━━━━━ Records for this task

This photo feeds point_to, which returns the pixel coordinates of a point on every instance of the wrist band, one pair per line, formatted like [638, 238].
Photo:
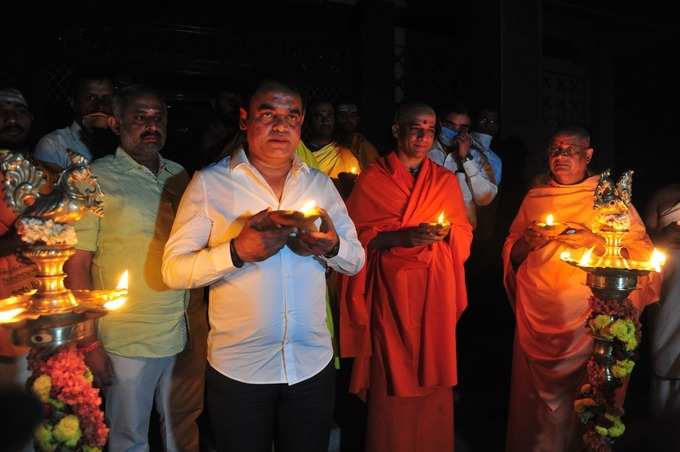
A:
[333, 252]
[235, 259]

━━━━━━━━━━

→ What is expected: The result should be a verbatim copy of the data, free of pictures.

→ Result of this exercise:
This photo feeds point_to, which returns the pixel coordinates of a point on every instance of the wrist band, one pair per line, formatted like [638, 238].
Photo:
A:
[333, 252]
[235, 259]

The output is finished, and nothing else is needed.